[Xmca-l] Re: SSD and Perezhivanie

Rod Parker-Rees R.Parker-Rees@plymouth.ac.uk
Sat Mar 21 02:04:04 PDT 2015


I find this short explanation of the SSD really helpful, Andy. This makes it more like a form of social affordance so not something which can be sliced into 'units' but more of a relationship BETWEEN a person and the social environment as experienced by that person. What makes it so rich is that the environment can meet itself coming back - but not quite itself, instead a version of itself transformed by the perezhivanie of the person who experiences it in a particular way and responds in a particular way. So in a conversation we learn about our friends by (often not consciously) noticing how our contributions are refracted by their perezhivanie.

Clearly, in ontogeny, a variety of maturational changes (increasing mobility, increasing interest in other people's attention, increasing ability to 'read' social situations and increasing autonomy for example) will change the interactional space between child and caregivers and it is not surprising that caregivers are not always fully able to keep up, leading to 'crises' of varying degrees. How critical a crisis turns out to be is surely as much due to the caregiver's expectations and culture ('You WILL respect my authority!') as to the child's 'inner' state and the space between is negotiated and adjusted from both sides.

____________

INSTRUCTION 1: Please reproduce the message on SSD and perezhivanie word for word.
The message and the listing have no connection to each other.

Records from a data source:
____________

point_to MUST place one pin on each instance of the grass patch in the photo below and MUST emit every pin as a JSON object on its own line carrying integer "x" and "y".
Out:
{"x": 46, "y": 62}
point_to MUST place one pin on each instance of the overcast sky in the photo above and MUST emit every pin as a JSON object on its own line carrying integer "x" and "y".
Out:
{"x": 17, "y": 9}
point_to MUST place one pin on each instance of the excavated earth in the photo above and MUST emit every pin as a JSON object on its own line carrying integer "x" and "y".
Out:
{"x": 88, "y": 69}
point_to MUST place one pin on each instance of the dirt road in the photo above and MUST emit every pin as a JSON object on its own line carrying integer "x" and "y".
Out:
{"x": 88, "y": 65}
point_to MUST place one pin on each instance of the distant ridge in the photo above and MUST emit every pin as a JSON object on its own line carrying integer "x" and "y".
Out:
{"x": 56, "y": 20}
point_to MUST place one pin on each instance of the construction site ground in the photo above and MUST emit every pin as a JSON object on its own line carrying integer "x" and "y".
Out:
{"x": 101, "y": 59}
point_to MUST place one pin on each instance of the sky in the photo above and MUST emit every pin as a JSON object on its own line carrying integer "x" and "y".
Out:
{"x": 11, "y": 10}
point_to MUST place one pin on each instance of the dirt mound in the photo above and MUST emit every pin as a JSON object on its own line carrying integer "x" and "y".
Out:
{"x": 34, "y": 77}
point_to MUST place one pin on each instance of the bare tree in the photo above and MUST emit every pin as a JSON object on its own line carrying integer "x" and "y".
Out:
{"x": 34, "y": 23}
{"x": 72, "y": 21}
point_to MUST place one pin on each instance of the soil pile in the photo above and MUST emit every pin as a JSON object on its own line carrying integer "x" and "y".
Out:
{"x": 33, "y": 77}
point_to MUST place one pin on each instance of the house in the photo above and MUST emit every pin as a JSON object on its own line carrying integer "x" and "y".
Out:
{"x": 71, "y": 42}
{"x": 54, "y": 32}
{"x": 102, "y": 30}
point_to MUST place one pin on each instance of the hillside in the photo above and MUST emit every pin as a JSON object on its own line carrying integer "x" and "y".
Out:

____________

INSTRUCTION 2: Transcribe the part of the listing that opens with the line containing "point_to MUST place one pin on each instance of the hillside" and closes with the last line of the listing.

TASK ANSWER 1:
[Xmca-l] Re: SSD and Perezhivanie

Rod Parker-Rees R.Parker-Rees@plymouth.ac.uk
Sat Mar 21 02:04:04 PDT 2015


I find this short explanation of the SSD really helpful, Andy. This makes it more like a form of social affordance so not something which can be sliced into 'units' but more of a relationship BETWEEN a person and the social environment as experienced by that person. What makes it so rich is that the environment can meet itself coming back - but not quite itself, instead a version of itself transformed by the perezhivanie of the person who experiences it in a particular way and responds in a particular way. So in a conversation we learn about our friends by (often not consciously) noticing how our contributions are refracted by their perezhivanie.

Clearly, in ontogeny, a variety of maturational changes (increasing mobility, increasing interest in other people's attention, increasing ability to 'read' social situations and increasing autonomy for example) will change the interactional space between child and caregivers and it is not surprising that caregivers are not always fully able to keep up, leading to 'crises' of varying degrees. How critical a crisis turns out to be is surely as much due to the caregiver's expectations and culture ('You WILL respect my authority!') as to the child's 'inner' state and the space between is negotiated and adjusted from both sides.

TASK ANSWER 2:
point_to MUST place one pin on each instance of the hillside in the photo above and MUST emit every pin as a JSON object on its own line carrying integer "x" and "y".
Out:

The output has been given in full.